EXERCISE GOAL ->
Reproduce the line that contains "For the evaluation, point out each instance of the green" and every line after it through the end of the records, exactly, with nothing added.

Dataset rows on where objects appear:
****************
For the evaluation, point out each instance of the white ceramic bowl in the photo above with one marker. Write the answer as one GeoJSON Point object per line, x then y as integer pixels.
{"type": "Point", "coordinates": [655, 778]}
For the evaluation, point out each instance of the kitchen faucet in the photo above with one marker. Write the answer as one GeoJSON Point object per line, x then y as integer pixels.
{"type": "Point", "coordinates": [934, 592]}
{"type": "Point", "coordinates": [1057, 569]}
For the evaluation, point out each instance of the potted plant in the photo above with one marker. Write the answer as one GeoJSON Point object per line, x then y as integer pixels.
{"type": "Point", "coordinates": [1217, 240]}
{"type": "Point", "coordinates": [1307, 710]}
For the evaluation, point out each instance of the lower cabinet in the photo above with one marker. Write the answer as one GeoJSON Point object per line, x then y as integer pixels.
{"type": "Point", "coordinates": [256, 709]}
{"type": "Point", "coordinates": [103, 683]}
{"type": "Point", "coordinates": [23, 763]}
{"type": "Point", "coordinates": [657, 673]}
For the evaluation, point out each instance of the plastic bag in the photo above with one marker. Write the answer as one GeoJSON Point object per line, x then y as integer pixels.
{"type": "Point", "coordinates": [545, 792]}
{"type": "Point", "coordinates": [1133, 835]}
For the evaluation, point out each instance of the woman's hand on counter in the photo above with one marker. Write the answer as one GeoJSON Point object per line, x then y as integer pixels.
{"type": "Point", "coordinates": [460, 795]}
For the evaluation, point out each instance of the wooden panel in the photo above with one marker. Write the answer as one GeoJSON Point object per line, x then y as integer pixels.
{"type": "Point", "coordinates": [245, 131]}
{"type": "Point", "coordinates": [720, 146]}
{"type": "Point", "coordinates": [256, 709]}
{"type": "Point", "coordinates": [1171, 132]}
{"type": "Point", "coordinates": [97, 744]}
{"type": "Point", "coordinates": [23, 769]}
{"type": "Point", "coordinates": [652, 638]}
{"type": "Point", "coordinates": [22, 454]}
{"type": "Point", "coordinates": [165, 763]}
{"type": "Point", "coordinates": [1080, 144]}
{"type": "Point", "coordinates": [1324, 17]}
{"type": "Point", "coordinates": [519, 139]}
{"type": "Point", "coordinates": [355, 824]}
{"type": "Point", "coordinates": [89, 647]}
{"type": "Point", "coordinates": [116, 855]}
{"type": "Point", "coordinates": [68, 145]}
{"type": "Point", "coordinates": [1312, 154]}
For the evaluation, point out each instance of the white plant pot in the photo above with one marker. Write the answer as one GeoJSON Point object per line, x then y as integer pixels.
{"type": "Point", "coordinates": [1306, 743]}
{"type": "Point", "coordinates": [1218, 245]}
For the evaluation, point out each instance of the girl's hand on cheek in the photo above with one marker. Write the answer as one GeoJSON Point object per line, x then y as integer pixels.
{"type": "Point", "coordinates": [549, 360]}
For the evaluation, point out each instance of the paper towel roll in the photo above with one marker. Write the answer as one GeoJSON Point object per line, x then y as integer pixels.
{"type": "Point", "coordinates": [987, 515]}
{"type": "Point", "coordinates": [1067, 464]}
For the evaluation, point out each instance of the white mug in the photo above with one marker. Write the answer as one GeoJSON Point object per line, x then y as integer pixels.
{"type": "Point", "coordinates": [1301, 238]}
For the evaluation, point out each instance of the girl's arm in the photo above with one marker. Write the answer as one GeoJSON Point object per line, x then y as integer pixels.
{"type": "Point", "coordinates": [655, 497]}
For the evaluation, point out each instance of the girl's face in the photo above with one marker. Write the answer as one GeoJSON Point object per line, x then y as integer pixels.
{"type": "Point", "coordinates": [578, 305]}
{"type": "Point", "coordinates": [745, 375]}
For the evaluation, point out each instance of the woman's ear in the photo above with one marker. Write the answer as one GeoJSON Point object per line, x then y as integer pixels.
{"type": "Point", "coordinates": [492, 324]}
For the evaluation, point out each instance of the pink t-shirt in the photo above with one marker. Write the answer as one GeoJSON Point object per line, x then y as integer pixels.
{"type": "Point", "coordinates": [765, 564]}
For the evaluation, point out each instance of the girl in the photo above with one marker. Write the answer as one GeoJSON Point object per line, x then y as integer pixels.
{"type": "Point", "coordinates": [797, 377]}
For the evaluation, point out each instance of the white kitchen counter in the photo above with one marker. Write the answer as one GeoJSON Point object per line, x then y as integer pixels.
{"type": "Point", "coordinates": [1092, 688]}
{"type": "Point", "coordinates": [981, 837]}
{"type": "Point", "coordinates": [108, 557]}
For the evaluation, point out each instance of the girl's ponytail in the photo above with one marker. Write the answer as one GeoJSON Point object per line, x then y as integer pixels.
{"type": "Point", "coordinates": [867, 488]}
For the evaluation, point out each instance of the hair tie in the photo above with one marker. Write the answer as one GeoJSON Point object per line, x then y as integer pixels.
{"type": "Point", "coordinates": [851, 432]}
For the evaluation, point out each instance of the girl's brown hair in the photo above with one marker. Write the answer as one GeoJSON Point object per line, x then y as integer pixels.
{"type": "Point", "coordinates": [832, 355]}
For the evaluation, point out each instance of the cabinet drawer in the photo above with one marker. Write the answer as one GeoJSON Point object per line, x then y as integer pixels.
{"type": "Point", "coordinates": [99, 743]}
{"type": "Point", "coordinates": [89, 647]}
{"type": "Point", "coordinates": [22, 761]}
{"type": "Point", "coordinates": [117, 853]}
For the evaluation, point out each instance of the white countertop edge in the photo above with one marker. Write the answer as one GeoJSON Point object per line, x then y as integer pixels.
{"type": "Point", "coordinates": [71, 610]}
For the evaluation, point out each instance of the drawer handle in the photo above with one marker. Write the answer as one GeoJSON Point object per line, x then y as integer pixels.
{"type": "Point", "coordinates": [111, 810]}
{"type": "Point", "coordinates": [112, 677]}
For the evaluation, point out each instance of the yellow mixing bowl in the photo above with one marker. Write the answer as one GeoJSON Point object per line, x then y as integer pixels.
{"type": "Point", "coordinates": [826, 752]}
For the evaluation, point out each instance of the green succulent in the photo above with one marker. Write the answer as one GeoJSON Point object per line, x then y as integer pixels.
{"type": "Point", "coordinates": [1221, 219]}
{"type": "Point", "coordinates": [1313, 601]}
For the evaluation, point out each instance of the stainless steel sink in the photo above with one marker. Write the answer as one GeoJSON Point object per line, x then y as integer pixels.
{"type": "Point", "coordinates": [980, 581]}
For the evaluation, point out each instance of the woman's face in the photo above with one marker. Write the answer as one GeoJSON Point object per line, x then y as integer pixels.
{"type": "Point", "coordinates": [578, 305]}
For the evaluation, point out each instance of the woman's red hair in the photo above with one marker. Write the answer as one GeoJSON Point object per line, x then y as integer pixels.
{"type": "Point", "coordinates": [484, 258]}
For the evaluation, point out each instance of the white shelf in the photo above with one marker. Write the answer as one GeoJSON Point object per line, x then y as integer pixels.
****************
SOLUTION BELOW ->
For the evaluation, point out each instance of the green succulent in the photo above with one marker. Write the answer as one GeoJSON Point object per line, x then y as integer pixels.
{"type": "Point", "coordinates": [1221, 219]}
{"type": "Point", "coordinates": [1313, 601]}
For the evaluation, point out each instance of the stainless steel sink in the photo above with one marker. Write the answer as one GeoJSON Point object per line, x then y as integer pixels.
{"type": "Point", "coordinates": [980, 581]}
For the evaluation, point out each instance of the woman's face in the photo above with one marker. Write the answer as one GeoJSON Point object per line, x then y as integer pixels.
{"type": "Point", "coordinates": [578, 305]}
For the evaluation, point out each instance of the woman's red hair in the photo above with one marker. Write the answer as one GeoJSON Point object per line, x then y as integer pixels.
{"type": "Point", "coordinates": [484, 258]}
For the evaluation, point out each instance of the white shelf in the photo above with one marker. Write the answer as one GeoJSON Point object per line, x then y as integer pixels.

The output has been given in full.